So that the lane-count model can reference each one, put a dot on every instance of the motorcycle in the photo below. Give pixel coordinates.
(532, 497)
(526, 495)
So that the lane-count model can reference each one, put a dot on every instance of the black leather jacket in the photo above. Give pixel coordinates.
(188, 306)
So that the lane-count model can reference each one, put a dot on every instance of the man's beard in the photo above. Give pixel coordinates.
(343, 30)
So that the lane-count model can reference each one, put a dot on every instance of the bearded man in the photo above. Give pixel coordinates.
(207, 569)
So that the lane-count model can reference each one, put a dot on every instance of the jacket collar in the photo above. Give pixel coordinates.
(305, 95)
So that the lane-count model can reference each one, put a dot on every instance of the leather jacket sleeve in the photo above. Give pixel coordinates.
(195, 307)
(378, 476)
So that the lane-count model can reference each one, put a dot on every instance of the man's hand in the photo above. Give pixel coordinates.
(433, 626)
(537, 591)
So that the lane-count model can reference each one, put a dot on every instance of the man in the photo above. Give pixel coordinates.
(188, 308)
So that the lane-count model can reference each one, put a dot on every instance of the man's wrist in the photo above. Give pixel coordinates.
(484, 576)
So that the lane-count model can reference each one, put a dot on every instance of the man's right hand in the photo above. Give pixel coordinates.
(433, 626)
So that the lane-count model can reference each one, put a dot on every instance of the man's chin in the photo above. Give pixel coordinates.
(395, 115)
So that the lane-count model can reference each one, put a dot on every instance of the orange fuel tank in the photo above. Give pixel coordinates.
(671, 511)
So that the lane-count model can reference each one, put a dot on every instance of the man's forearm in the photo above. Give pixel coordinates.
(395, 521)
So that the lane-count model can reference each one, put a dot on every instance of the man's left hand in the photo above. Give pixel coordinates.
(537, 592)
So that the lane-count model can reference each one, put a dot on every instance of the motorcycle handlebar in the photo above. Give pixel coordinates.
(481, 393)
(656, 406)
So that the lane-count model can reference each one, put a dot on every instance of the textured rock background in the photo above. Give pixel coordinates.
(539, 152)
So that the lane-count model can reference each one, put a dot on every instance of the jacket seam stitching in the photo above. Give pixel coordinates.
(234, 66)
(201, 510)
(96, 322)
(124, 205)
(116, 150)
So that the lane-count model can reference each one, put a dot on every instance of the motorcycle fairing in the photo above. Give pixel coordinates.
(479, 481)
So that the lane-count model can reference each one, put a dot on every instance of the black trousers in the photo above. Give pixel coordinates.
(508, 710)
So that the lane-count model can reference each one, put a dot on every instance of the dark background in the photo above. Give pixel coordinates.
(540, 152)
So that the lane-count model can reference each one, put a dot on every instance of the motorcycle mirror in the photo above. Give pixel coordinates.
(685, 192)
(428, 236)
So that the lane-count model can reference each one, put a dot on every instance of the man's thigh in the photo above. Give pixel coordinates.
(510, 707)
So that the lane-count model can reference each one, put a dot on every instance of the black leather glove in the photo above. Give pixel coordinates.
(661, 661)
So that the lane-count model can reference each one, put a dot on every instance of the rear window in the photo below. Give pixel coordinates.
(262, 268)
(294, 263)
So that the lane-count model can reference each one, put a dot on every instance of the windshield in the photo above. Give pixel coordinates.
------------------------------
EXERCISE BRIEF:
Lay out the part of the records that starts with the line containing "fairing in the photo above. Give pixel coordinates." and runs to the end of the records as a Markdown table with the columns Row and Line. Give each line its own numbered row, and leave out blank lines.

RESPONSE:
| Row | Line |
|---|---|
| 1 | So that the lane-count model can reference each one, put a dot on every instance of the motorcycle fairing in the photo above. Give pixel coordinates. |
| 2 | (479, 481) |
| 3 | So that the lane-count model can reference each one, put a dot on every instance of the black trousers in the photo above. Give pixel coordinates. |
| 4 | (508, 710) |
| 5 | So that the lane-count model can reference each one, put a dot on every instance of the dark background in the photo above. Give pixel coordinates. |
| 6 | (540, 152) |
| 7 | So that the lane-count model can reference each one, put a dot on every instance of the motorcycle mirror in the photo above. Give pixel coordinates. |
| 8 | (685, 192) |
| 9 | (428, 236) |
| 10 | So that the lane-count model can reference each one, put a dot on every instance of the man's thigh in the photo above. Give pixel coordinates. |
| 11 | (510, 707) |
| 12 | So that the lane-count model can reference each one, put a dot on every instance of the black leather glove in the photo above. Give pixel coordinates. |
| 13 | (661, 661) |
| 14 | So that the lane-count model can reference each one, put a dot on every instance of the rear window in the photo below. Give pixel coordinates. |
| 15 | (262, 268) |
| 16 | (294, 263) |
| 17 | So that the lane-count model can reference each one, put a dot on every instance of the windshield in the photo above. Give pixel coordinates. |